[Extracted records]

■ ■ ■ ■ ■

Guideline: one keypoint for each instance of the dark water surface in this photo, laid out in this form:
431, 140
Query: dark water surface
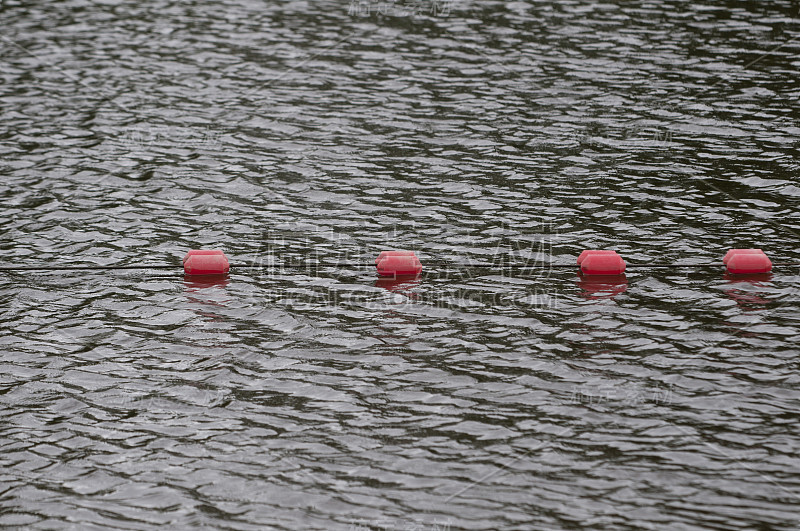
316, 398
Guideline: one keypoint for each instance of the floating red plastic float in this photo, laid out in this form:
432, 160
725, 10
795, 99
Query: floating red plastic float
398, 264
205, 262
384, 254
747, 261
732, 252
595, 262
586, 253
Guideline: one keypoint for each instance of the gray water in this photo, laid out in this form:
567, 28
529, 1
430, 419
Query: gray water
299, 396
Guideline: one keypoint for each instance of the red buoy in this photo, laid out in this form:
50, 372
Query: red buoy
398, 263
732, 252
601, 263
586, 253
384, 254
744, 263
205, 262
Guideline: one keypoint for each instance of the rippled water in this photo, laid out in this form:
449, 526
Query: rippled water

■ ■ ■ ■ ■

## TASK GOAL
Which lines of the data contain the word "instance"? Copy each one.

## RESULT FOR THIS EXERCISE
Guideline: one keypoint for each instance of the dark water surface in this photo, laid out in this form:
Guideline: one keypoint for each instance of the floating red plastic float in this photo, laid out in this form:
Guideline: one keypoint for each instance of the gray water in this photo, laid out in this form:
Guideline: one keypoint for each instance of the red buoy in this photo, laid out in this form:
Guideline: one keypoint for each instance of the rippled water in this photo, laid out in this form:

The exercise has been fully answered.